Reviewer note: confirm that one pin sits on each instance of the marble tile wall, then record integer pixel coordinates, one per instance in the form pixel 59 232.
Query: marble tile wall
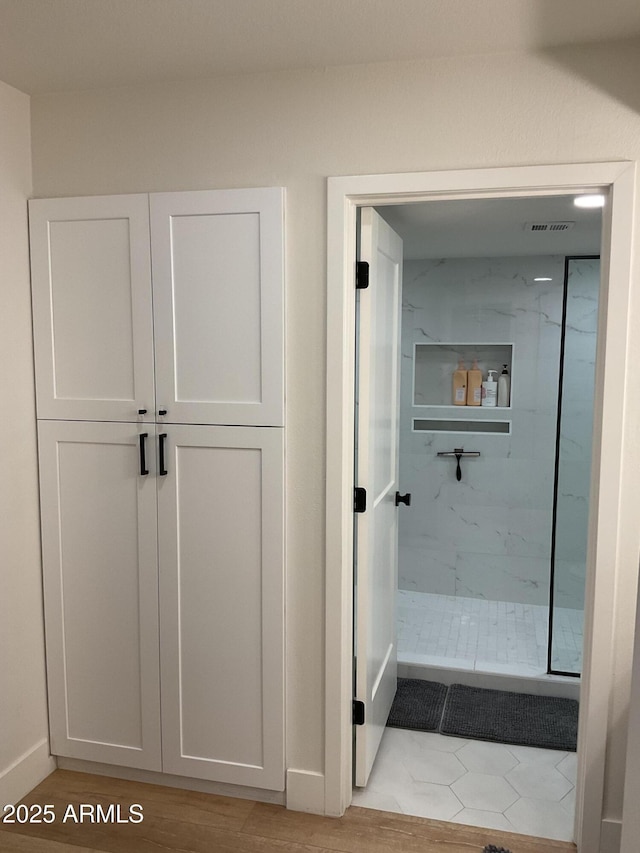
pixel 488 536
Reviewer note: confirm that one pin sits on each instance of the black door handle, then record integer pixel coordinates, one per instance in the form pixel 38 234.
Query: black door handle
pixel 143 453
pixel 403 499
pixel 161 439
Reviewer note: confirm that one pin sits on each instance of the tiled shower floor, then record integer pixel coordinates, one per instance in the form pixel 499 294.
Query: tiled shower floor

━━━━━━━━━━━━━━━━━━━━━━━━━━━━━━

Work instructions → Reproduce each line of the listing above, word for word, omitting the pictures.

Correct result →
Reviewer note: confirm that one pin sits on each instance of the marble tile wall, then record integer pixel coordinates, one per instance in the form pixel 59 232.
Query: marble tile wall
pixel 488 536
Reviewer note: confirm that one pin sits on each instance of the black door handle, then record integer pixel coordinates, one per instance in the form pixel 38 234.
Query: black door handle
pixel 143 453
pixel 403 499
pixel 161 439
Reviewer note: confirm that one pin sits on each instance of the tiled shower floor, then record integer pixel coordinates, one per instance in the form pixel 499 294.
Query: tiled shower floor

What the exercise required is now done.